> RECORDS FOR THE EXERCISE:
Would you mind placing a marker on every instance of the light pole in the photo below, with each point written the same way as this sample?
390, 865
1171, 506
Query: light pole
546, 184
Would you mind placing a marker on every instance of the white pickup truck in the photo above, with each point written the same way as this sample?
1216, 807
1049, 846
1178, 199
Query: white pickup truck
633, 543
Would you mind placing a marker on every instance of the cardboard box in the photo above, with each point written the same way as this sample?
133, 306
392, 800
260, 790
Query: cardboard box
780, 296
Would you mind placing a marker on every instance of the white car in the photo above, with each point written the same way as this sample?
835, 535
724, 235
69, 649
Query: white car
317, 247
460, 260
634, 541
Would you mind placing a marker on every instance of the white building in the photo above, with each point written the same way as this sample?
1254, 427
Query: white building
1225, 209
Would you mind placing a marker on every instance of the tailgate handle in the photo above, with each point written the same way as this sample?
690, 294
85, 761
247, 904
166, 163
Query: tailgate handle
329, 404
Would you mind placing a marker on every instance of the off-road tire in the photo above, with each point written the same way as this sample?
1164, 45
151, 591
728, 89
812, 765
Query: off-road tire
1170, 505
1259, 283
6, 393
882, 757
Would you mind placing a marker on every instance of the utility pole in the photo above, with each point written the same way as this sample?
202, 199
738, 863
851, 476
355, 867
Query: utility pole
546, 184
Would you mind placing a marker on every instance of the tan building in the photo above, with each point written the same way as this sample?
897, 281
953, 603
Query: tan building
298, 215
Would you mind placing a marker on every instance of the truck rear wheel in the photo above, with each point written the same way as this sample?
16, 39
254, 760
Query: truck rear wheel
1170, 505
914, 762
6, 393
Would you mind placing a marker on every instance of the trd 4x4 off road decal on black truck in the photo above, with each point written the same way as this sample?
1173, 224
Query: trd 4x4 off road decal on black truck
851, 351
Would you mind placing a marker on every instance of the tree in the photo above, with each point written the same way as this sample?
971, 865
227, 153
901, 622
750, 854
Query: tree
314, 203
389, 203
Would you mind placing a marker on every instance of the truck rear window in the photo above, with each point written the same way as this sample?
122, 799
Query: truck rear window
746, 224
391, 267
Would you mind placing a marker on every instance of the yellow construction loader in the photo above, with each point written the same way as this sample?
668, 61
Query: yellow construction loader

> WHAT YOU HAVE TO DO:
Give back the whole listing, word for word.

> EXERCISE RESPONSE:
Would you mind placing a marker on every instance of the light pole in the photo below, with each point written the same way as this sample?
390, 865
1171, 506
Query: light pole
546, 184
Would you mind placing a marker on every instance of the white pickup truck in the photo above, with each point written the same way as this sample?
1216, 807
1049, 846
1178, 199
Query: white pickup truck
633, 543
Would you mind placing a marker on every instance of the cardboard box in the photo above, with each point written the same way as this sample?
133, 306
392, 800
260, 790
Query: cardboard box
780, 296
Would you mind placing a marker on every instance of the white car in the photo above, with each point written the same way as this sample?
835, 535
724, 235
69, 649
Query: white car
317, 247
460, 260
634, 541
Would you mind placing a marker on every instance of the white building in the photo above, with each point written the same way as this sample?
1254, 427
Query: white building
1225, 209
Would you mind placing a marker on every instance of the tailgate handle in the photo above, with each point written the same way as this sample?
690, 294
85, 761
247, 904
166, 163
Query: tailgate handle
329, 404
Would you mind placing a marker on every instance of the off-road tire in the photo above, with each point written the same way as this sample?
1164, 45
151, 591
728, 89
812, 765
Query: off-road tire
1170, 505
1259, 283
6, 393
882, 757
Would you mind placing a marker on every instance of the utility pole in the photo above, with each point written the same way as this sample?
202, 199
738, 863
851, 476
355, 867
Query: utility pole
546, 184
Would you mind placing a marker on every instance of the tan building in the photo above, with each point written the same way as this sample?
897, 281
953, 603
Query: tan building
298, 215
Would you mind placing a marker on every instance of the truck rear wheel in the photo above, with each point written the same way as this sample?
16, 39
254, 760
Query: truck rear wheel
1170, 505
914, 762
6, 393
Would you mind placing a marker on every instance of the trd 4x4 off road decal on black truck in the photo above, with each point written the same way as this sample?
1173, 224
Query: trd 4x4 off road decal on black truck
851, 351
Would you mind placing a marker on every instance of the tree in the photo above, with each point written the same way as this sample?
971, 865
227, 153
901, 622
750, 854
Query: tree
314, 203
389, 203
Would you mind placing a marker on every instance of the truck rear window in the photo above, with each point written the same way as this sample?
122, 799
Query: truck rear window
746, 224
391, 267
Would you mind placing a marker on every instance of the yellow construction loader in the photo above, with each point written the same way as this sample?
668, 61
Query: yellow construction loader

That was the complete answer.